** START OF Source records **

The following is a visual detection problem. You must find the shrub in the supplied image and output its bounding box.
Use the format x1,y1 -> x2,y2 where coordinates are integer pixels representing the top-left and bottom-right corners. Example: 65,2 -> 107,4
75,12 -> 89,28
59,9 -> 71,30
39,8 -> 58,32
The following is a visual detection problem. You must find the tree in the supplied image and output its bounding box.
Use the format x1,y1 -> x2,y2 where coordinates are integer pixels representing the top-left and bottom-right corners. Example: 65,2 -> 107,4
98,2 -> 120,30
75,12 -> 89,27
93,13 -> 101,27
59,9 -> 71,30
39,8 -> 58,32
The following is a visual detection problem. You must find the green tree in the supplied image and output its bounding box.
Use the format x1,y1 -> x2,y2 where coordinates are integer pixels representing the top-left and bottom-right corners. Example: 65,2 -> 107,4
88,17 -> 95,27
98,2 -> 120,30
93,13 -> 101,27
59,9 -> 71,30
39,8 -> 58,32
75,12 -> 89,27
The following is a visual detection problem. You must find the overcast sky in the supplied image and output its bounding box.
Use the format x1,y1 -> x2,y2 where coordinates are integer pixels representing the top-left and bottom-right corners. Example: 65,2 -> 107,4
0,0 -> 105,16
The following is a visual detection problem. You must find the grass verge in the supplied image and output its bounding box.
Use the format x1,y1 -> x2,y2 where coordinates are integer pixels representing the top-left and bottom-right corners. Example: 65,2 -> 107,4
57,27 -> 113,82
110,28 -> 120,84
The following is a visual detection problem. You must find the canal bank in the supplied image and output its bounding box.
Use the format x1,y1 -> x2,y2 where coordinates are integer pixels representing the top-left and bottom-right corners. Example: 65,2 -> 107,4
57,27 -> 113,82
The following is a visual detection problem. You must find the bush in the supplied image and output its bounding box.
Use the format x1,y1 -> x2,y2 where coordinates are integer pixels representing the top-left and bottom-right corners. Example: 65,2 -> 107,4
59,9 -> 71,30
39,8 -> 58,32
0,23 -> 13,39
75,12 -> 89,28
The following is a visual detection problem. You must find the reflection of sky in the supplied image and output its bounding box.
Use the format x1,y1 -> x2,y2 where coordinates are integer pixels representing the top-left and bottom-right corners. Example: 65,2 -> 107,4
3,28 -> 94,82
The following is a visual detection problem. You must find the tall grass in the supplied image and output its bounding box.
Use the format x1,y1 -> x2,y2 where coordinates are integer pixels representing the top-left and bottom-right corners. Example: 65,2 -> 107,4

** END OF Source records **

What to do. Please output the stretch of the listing from the line containing "find the canal" through the line containing "3,28 -> 94,82" as a Markdown table with columns Row and Line, numbering each row and leaving out blank lines.

Finished task.
| Row | Line |
|---|---|
| 1 | The following is a visual detection problem. You must find the canal bank in the supplied image and output its bounding box. |
| 2 | Use the format x1,y1 -> x2,y2 where coordinates are integer pixels representing the top-left and bottom-right corners. Example: 65,2 -> 107,4 |
| 3 | 57,27 -> 113,82 |
| 4 | The following is a visual detection problem. You must find the bush in the supplied image and output its bounding box. |
| 5 | Use the format x1,y1 -> x2,y2 where coordinates are integer pixels representing the top-left and bottom-right corners. Example: 65,2 -> 107,4 |
| 6 | 59,9 -> 71,30 |
| 7 | 39,8 -> 58,32 |
| 8 | 0,23 -> 13,39 |
| 9 | 75,12 -> 89,28 |
| 10 | The following is a visual detection problem. You must find the reflection of sky in the supplied image and output its bounding box. |
| 11 | Use the format x1,y1 -> x2,y2 where coordinates are integer pixels representing the top-left and bottom-right corners. Example: 65,2 -> 107,4 |
| 12 | 3,28 -> 94,82 |